Give again, word for word, only the lines from the one containing "Find the crowd" through the final line.

--- begin ENTRIES ---

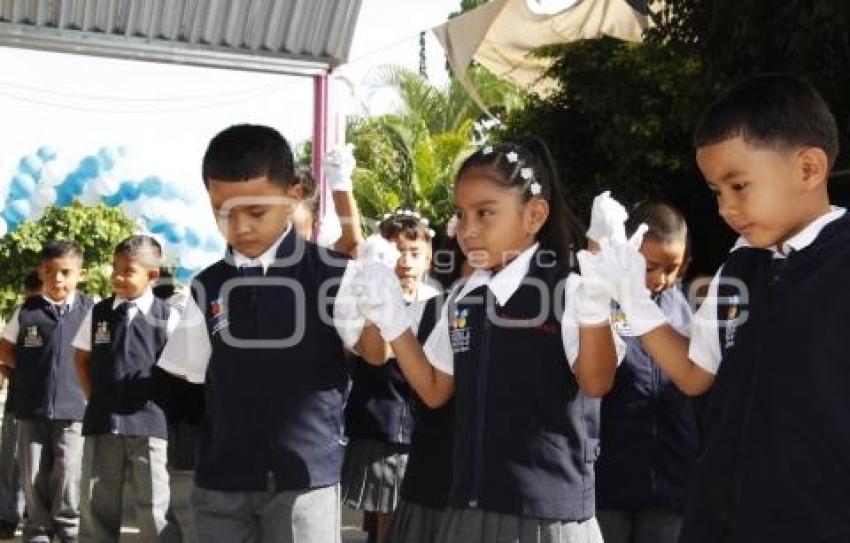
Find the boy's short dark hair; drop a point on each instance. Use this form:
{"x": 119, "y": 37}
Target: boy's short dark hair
{"x": 61, "y": 248}
{"x": 771, "y": 110}
{"x": 246, "y": 151}
{"x": 32, "y": 282}
{"x": 140, "y": 247}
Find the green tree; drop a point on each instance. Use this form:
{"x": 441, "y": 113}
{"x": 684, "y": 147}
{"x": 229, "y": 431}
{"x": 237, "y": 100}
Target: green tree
{"x": 411, "y": 157}
{"x": 96, "y": 229}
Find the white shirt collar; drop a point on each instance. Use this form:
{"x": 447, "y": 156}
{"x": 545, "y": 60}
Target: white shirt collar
{"x": 266, "y": 259}
{"x": 143, "y": 302}
{"x": 803, "y": 238}
{"x": 68, "y": 300}
{"x": 504, "y": 283}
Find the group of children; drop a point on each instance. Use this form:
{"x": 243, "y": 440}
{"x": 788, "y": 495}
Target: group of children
{"x": 524, "y": 400}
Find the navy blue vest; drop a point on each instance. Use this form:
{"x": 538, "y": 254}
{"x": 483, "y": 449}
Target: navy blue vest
{"x": 46, "y": 383}
{"x": 526, "y": 437}
{"x": 122, "y": 399}
{"x": 776, "y": 465}
{"x": 273, "y": 409}
{"x": 380, "y": 403}
{"x": 650, "y": 437}
{"x": 428, "y": 475}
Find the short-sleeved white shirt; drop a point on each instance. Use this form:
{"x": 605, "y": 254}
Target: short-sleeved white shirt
{"x": 704, "y": 349}
{"x": 503, "y": 285}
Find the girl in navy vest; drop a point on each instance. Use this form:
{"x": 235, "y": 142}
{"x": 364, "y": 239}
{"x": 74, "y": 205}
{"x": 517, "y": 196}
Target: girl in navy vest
{"x": 378, "y": 416}
{"x": 650, "y": 435}
{"x": 428, "y": 476}
{"x": 526, "y": 348}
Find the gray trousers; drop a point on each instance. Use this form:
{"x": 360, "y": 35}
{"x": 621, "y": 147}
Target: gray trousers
{"x": 11, "y": 493}
{"x": 302, "y": 516}
{"x": 108, "y": 458}
{"x": 640, "y": 525}
{"x": 50, "y": 455}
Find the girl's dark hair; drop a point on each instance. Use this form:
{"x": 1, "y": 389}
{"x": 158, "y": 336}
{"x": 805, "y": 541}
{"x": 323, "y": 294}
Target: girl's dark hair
{"x": 407, "y": 223}
{"x": 562, "y": 232}
{"x": 666, "y": 223}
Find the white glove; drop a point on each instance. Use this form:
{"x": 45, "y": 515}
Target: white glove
{"x": 624, "y": 265}
{"x": 377, "y": 249}
{"x": 607, "y": 216}
{"x": 595, "y": 291}
{"x": 339, "y": 165}
{"x": 380, "y": 299}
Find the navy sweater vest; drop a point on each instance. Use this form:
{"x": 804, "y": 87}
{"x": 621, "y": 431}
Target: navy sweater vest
{"x": 379, "y": 406}
{"x": 526, "y": 437}
{"x": 122, "y": 399}
{"x": 428, "y": 475}
{"x": 46, "y": 384}
{"x": 776, "y": 465}
{"x": 650, "y": 437}
{"x": 273, "y": 409}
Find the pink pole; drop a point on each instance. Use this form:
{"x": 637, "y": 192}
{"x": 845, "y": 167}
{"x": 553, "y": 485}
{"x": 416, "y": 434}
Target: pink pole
{"x": 320, "y": 124}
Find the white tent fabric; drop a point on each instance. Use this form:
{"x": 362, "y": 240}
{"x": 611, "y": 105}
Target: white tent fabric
{"x": 502, "y": 35}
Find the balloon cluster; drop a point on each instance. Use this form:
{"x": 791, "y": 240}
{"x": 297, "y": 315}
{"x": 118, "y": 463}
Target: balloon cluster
{"x": 163, "y": 209}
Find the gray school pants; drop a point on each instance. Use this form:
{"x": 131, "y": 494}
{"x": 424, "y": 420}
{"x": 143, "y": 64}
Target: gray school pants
{"x": 107, "y": 458}
{"x": 11, "y": 493}
{"x": 50, "y": 458}
{"x": 640, "y": 525}
{"x": 299, "y": 516}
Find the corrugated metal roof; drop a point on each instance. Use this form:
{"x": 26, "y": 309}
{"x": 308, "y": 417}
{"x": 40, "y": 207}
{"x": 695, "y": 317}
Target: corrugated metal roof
{"x": 285, "y": 36}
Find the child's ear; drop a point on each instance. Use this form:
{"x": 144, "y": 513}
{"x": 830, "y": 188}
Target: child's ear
{"x": 813, "y": 167}
{"x": 536, "y": 215}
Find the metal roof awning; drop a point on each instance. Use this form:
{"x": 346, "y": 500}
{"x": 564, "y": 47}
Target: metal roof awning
{"x": 295, "y": 37}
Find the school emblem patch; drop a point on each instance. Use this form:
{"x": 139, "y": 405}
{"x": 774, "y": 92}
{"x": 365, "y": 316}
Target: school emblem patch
{"x": 459, "y": 332}
{"x": 102, "y": 334}
{"x": 218, "y": 316}
{"x": 32, "y": 338}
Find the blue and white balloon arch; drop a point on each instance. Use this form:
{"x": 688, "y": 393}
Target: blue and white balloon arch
{"x": 161, "y": 208}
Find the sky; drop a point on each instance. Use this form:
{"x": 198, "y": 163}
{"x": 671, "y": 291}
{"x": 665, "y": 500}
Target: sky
{"x": 166, "y": 113}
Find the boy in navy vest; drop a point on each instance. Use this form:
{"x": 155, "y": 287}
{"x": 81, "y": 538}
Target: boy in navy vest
{"x": 266, "y": 331}
{"x": 771, "y": 338}
{"x": 49, "y": 403}
{"x": 117, "y": 345}
{"x": 11, "y": 493}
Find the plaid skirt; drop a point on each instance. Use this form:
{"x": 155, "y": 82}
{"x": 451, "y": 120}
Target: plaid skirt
{"x": 371, "y": 475}
{"x": 477, "y": 526}
{"x": 413, "y": 523}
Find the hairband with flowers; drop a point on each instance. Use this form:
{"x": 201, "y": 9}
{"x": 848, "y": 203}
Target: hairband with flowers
{"x": 404, "y": 212}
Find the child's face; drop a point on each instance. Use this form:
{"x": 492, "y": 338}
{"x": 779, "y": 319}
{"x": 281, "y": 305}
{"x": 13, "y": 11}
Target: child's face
{"x": 59, "y": 276}
{"x": 251, "y": 214}
{"x": 131, "y": 276}
{"x": 664, "y": 261}
{"x": 414, "y": 261}
{"x": 494, "y": 224}
{"x": 759, "y": 191}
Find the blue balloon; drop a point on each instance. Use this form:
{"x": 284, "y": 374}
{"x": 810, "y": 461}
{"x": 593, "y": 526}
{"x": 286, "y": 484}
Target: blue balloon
{"x": 22, "y": 186}
{"x": 31, "y": 165}
{"x": 108, "y": 157}
{"x": 151, "y": 186}
{"x": 112, "y": 200}
{"x": 46, "y": 154}
{"x": 191, "y": 239}
{"x": 89, "y": 167}
{"x": 128, "y": 190}
{"x": 22, "y": 208}
{"x": 64, "y": 196}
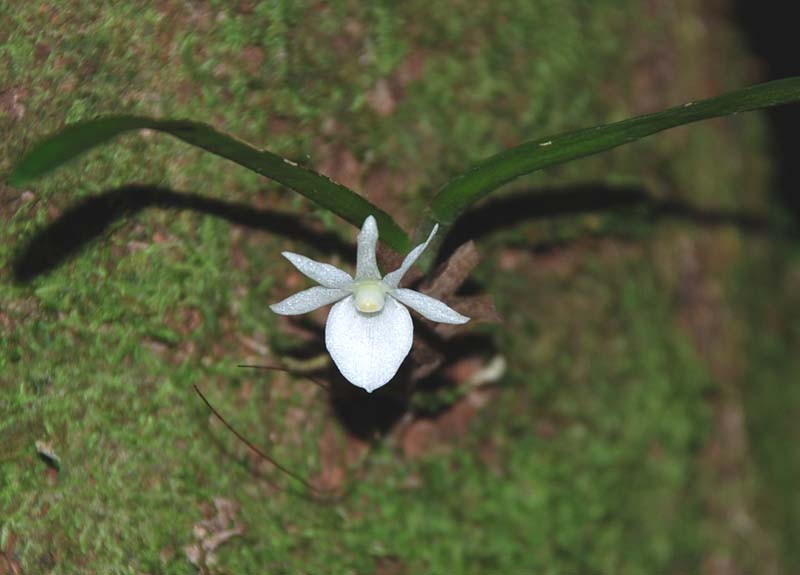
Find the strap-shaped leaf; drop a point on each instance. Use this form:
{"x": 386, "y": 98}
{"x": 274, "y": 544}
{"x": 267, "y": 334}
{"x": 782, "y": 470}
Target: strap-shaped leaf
{"x": 471, "y": 186}
{"x": 81, "y": 137}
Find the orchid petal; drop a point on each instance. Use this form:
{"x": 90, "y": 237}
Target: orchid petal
{"x": 366, "y": 265}
{"x": 308, "y": 300}
{"x": 428, "y": 307}
{"x": 325, "y": 275}
{"x": 393, "y": 279}
{"x": 368, "y": 348}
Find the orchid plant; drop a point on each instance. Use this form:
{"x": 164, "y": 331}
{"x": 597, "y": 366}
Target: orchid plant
{"x": 369, "y": 330}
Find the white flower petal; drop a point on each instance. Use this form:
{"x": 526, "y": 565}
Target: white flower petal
{"x": 308, "y": 300}
{"x": 324, "y": 274}
{"x": 368, "y": 348}
{"x": 366, "y": 266}
{"x": 393, "y": 279}
{"x": 429, "y": 307}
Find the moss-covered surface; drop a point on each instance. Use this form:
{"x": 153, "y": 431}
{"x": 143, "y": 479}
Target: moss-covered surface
{"x": 647, "y": 422}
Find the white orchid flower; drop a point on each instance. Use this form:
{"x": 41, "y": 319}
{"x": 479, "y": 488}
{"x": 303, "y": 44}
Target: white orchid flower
{"x": 369, "y": 331}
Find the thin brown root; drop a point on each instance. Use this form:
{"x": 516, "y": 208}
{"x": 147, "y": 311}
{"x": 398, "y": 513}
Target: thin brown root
{"x": 259, "y": 452}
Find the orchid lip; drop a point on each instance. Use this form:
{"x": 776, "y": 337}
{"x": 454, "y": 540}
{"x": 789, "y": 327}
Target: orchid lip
{"x": 369, "y": 331}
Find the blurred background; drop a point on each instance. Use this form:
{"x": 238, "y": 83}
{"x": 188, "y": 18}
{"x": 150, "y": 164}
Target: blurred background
{"x": 647, "y": 419}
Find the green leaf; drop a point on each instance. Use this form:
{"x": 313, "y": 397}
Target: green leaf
{"x": 78, "y": 138}
{"x": 471, "y": 186}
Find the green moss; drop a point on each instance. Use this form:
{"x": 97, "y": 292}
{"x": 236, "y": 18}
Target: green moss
{"x": 595, "y": 432}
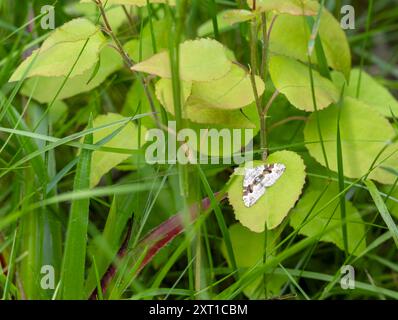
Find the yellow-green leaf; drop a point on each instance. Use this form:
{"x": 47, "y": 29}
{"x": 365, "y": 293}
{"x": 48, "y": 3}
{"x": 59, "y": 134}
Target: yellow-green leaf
{"x": 371, "y": 92}
{"x": 275, "y": 204}
{"x": 45, "y": 89}
{"x": 233, "y": 91}
{"x": 290, "y": 36}
{"x": 292, "y": 78}
{"x": 78, "y": 40}
{"x": 200, "y": 60}
{"x": 364, "y": 133}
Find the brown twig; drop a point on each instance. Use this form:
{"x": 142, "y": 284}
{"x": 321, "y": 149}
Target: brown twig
{"x": 154, "y": 241}
{"x": 128, "y": 61}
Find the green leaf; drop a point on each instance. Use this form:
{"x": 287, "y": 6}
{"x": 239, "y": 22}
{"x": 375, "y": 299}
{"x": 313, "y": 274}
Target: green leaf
{"x": 127, "y": 138}
{"x": 201, "y": 112}
{"x": 236, "y": 16}
{"x": 233, "y": 91}
{"x": 164, "y": 93}
{"x": 383, "y": 210}
{"x": 364, "y": 134}
{"x": 73, "y": 267}
{"x": 292, "y": 78}
{"x": 275, "y": 204}
{"x": 248, "y": 248}
{"x": 78, "y": 40}
{"x": 294, "y": 43}
{"x": 371, "y": 92}
{"x": 291, "y": 7}
{"x": 318, "y": 211}
{"x": 45, "y": 89}
{"x": 200, "y": 60}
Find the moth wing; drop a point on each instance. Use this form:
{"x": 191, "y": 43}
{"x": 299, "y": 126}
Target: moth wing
{"x": 275, "y": 171}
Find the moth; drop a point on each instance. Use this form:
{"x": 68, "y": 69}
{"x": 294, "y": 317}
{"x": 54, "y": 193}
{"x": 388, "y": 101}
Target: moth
{"x": 258, "y": 179}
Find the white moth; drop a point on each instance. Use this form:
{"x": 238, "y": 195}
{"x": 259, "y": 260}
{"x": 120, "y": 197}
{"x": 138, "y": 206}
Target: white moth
{"x": 258, "y": 179}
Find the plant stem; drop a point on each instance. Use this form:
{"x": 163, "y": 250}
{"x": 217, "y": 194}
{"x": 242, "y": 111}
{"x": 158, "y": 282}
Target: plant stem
{"x": 128, "y": 61}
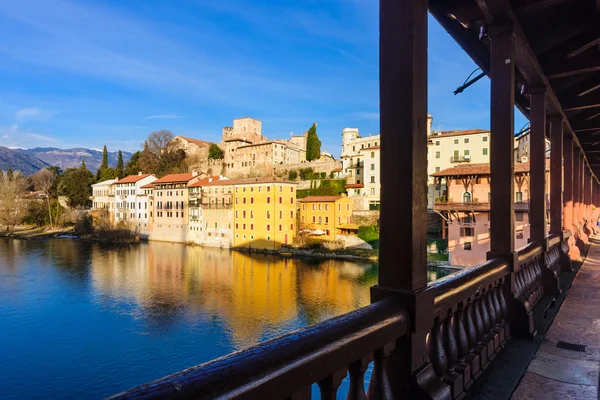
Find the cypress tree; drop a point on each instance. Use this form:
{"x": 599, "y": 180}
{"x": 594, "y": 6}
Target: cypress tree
{"x": 313, "y": 144}
{"x": 120, "y": 171}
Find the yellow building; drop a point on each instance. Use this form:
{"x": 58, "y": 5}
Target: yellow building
{"x": 327, "y": 216}
{"x": 264, "y": 213}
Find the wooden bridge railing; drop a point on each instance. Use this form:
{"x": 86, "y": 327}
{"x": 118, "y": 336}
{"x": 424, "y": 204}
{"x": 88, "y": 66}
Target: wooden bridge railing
{"x": 286, "y": 367}
{"x": 470, "y": 324}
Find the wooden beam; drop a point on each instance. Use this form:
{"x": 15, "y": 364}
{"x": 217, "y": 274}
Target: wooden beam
{"x": 526, "y": 59}
{"x": 502, "y": 221}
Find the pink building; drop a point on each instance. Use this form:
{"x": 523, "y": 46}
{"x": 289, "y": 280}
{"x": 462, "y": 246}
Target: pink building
{"x": 465, "y": 207}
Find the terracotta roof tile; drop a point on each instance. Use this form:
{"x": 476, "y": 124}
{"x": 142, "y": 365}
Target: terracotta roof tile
{"x": 320, "y": 199}
{"x": 132, "y": 178}
{"x": 197, "y": 141}
{"x": 480, "y": 169}
{"x": 171, "y": 178}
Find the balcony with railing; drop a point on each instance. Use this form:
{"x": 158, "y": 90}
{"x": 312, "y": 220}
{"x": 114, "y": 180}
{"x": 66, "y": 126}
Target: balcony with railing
{"x": 443, "y": 339}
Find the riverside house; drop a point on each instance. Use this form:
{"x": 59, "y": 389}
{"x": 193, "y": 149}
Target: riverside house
{"x": 264, "y": 212}
{"x": 326, "y": 216}
{"x": 465, "y": 210}
{"x": 171, "y": 196}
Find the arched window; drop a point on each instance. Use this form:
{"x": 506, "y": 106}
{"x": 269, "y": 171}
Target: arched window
{"x": 466, "y": 197}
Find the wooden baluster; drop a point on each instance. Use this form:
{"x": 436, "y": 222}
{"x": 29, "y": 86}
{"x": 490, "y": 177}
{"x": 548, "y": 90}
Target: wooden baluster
{"x": 504, "y": 308}
{"x": 481, "y": 347}
{"x": 435, "y": 349}
{"x": 452, "y": 378}
{"x": 302, "y": 394}
{"x": 473, "y": 356}
{"x": 379, "y": 387}
{"x": 357, "y": 369}
{"x": 330, "y": 384}
{"x": 459, "y": 326}
{"x": 498, "y": 312}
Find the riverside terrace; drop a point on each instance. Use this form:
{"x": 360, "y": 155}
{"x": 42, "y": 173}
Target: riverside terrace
{"x": 444, "y": 340}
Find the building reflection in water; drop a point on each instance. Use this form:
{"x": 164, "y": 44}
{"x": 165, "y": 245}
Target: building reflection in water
{"x": 254, "y": 297}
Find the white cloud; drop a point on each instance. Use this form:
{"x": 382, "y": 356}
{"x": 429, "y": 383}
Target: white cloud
{"x": 165, "y": 116}
{"x": 34, "y": 113}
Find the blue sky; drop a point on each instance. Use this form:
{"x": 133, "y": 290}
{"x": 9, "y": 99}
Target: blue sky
{"x": 89, "y": 73}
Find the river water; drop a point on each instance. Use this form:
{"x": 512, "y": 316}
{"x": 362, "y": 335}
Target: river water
{"x": 81, "y": 320}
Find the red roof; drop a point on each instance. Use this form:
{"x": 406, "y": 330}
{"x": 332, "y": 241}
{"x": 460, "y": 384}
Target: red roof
{"x": 132, "y": 179}
{"x": 459, "y": 133}
{"x": 481, "y": 169}
{"x": 320, "y": 199}
{"x": 172, "y": 178}
{"x": 207, "y": 180}
{"x": 248, "y": 181}
{"x": 197, "y": 141}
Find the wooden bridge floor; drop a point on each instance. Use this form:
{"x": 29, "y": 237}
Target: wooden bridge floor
{"x": 557, "y": 373}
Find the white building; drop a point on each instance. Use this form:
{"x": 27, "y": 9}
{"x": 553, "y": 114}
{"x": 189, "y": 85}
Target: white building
{"x": 128, "y": 198}
{"x": 360, "y": 165}
{"x": 451, "y": 148}
{"x": 103, "y": 195}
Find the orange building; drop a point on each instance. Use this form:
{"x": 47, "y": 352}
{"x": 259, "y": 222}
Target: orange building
{"x": 327, "y": 216}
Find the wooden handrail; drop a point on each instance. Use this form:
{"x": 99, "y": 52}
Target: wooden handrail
{"x": 288, "y": 365}
{"x": 449, "y": 291}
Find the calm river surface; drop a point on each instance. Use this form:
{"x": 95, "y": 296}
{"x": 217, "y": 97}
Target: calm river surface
{"x": 81, "y": 320}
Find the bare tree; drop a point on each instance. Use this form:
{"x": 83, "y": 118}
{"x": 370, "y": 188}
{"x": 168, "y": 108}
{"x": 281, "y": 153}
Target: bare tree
{"x": 157, "y": 141}
{"x": 13, "y": 207}
{"x": 43, "y": 181}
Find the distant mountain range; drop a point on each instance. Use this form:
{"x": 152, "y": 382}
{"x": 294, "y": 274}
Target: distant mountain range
{"x": 31, "y": 160}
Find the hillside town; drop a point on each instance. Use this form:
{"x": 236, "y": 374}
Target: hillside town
{"x": 252, "y": 192}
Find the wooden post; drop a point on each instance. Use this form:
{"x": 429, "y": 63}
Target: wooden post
{"x": 502, "y": 209}
{"x": 556, "y": 175}
{"x": 537, "y": 203}
{"x": 403, "y": 240}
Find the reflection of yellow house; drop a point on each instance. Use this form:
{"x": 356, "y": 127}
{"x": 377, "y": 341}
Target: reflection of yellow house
{"x": 327, "y": 216}
{"x": 264, "y": 213}
{"x": 256, "y": 296}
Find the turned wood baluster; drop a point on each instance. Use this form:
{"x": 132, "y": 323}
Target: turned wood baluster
{"x": 477, "y": 320}
{"x": 459, "y": 326}
{"x": 470, "y": 325}
{"x": 379, "y": 387}
{"x": 484, "y": 312}
{"x": 357, "y": 369}
{"x": 330, "y": 384}
{"x": 450, "y": 346}
{"x": 435, "y": 349}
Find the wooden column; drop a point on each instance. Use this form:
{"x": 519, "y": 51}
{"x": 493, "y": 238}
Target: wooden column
{"x": 403, "y": 127}
{"x": 568, "y": 184}
{"x": 537, "y": 202}
{"x": 502, "y": 209}
{"x": 556, "y": 175}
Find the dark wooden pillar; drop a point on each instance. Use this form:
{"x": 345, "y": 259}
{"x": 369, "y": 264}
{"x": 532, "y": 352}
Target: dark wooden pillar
{"x": 403, "y": 127}
{"x": 576, "y": 187}
{"x": 502, "y": 209}
{"x": 556, "y": 175}
{"x": 568, "y": 184}
{"x": 537, "y": 203}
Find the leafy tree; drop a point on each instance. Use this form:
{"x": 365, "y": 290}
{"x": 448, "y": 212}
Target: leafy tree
{"x": 43, "y": 180}
{"x": 215, "y": 152}
{"x": 133, "y": 165}
{"x": 75, "y": 183}
{"x": 157, "y": 141}
{"x": 13, "y": 208}
{"x": 313, "y": 144}
{"x": 120, "y": 172}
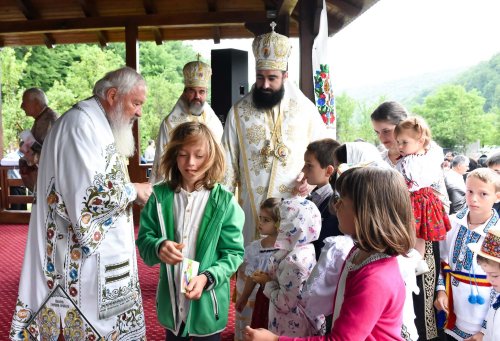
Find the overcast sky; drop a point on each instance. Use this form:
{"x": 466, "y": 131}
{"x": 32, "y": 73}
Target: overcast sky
{"x": 395, "y": 39}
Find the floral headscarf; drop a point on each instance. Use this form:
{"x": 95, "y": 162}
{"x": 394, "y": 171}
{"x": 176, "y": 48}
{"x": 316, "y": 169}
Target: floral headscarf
{"x": 361, "y": 154}
{"x": 300, "y": 223}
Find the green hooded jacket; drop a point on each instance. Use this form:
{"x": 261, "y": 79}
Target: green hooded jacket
{"x": 219, "y": 249}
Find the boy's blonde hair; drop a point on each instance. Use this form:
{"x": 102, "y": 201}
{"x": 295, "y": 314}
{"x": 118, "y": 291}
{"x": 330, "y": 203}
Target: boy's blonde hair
{"x": 383, "y": 215}
{"x": 486, "y": 175}
{"x": 418, "y": 128}
{"x": 185, "y": 134}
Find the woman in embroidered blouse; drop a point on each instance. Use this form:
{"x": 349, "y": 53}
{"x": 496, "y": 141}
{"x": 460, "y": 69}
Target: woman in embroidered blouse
{"x": 384, "y": 119}
{"x": 381, "y": 224}
{"x": 420, "y": 167}
{"x": 420, "y": 170}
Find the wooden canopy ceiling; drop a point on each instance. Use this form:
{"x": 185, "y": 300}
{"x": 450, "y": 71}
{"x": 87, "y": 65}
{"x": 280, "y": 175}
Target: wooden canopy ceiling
{"x": 49, "y": 22}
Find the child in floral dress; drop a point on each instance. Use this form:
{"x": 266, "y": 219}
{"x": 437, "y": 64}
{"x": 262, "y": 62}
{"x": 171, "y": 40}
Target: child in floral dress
{"x": 290, "y": 267}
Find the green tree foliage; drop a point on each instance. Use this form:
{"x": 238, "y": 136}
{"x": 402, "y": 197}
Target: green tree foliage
{"x": 79, "y": 83}
{"x": 485, "y": 78}
{"x": 13, "y": 118}
{"x": 45, "y": 66}
{"x": 456, "y": 116}
{"x": 68, "y": 73}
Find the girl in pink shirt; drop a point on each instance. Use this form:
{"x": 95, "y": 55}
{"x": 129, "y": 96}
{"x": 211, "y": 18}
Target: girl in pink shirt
{"x": 373, "y": 206}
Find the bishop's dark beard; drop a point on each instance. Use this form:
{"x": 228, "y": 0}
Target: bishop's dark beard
{"x": 265, "y": 99}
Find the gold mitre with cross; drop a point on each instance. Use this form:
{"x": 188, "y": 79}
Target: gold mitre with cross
{"x": 197, "y": 74}
{"x": 271, "y": 51}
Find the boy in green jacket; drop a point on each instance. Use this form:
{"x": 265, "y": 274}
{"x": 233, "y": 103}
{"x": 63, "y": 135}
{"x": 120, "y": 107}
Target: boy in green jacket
{"x": 191, "y": 217}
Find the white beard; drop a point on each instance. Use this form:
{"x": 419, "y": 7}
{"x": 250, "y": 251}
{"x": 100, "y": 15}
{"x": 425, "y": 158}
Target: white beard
{"x": 122, "y": 132}
{"x": 196, "y": 109}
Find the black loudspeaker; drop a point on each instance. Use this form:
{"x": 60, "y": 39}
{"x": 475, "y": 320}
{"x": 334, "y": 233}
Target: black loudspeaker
{"x": 229, "y": 79}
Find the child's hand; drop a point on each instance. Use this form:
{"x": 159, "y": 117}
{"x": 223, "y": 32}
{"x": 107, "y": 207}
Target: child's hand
{"x": 170, "y": 253}
{"x": 261, "y": 277}
{"x": 240, "y": 304}
{"x": 441, "y": 302}
{"x": 476, "y": 337}
{"x": 259, "y": 335}
{"x": 195, "y": 287}
{"x": 302, "y": 188}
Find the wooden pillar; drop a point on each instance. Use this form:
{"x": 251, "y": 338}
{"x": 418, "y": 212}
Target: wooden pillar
{"x": 308, "y": 24}
{"x": 1, "y": 119}
{"x": 136, "y": 171}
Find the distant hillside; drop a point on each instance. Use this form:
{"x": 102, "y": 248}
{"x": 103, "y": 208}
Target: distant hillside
{"x": 404, "y": 90}
{"x": 484, "y": 77}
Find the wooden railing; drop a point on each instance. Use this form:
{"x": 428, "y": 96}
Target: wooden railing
{"x": 7, "y": 199}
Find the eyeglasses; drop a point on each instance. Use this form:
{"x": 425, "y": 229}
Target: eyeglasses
{"x": 334, "y": 202}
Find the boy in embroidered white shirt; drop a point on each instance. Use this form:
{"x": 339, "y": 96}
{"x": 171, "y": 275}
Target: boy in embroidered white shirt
{"x": 467, "y": 289}
{"x": 488, "y": 257}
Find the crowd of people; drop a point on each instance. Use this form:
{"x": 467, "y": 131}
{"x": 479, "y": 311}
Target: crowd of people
{"x": 328, "y": 241}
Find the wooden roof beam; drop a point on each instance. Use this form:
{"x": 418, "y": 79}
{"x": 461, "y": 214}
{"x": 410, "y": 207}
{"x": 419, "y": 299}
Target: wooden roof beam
{"x": 163, "y": 20}
{"x": 286, "y": 7}
{"x": 90, "y": 10}
{"x": 212, "y": 5}
{"x": 216, "y": 34}
{"x": 149, "y": 6}
{"x": 28, "y": 10}
{"x": 347, "y": 7}
{"x": 31, "y": 13}
{"x": 335, "y": 25}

--- end ENTRIES ---

## TASK SOLUTION
Find the crowd of people; drop a point on each instance. Use this form:
{"x": 467, "y": 131}
{"x": 479, "y": 311}
Target: crowd of people
{"x": 328, "y": 241}
Find the wooden roof beam; drop a point on each instance. Use this form:
{"x": 418, "y": 79}
{"x": 461, "y": 214}
{"x": 410, "y": 207}
{"x": 419, "y": 299}
Target: wooden roof beam
{"x": 163, "y": 20}
{"x": 286, "y": 7}
{"x": 90, "y": 10}
{"x": 212, "y": 5}
{"x": 216, "y": 34}
{"x": 149, "y": 6}
{"x": 28, "y": 10}
{"x": 347, "y": 7}
{"x": 31, "y": 13}
{"x": 335, "y": 25}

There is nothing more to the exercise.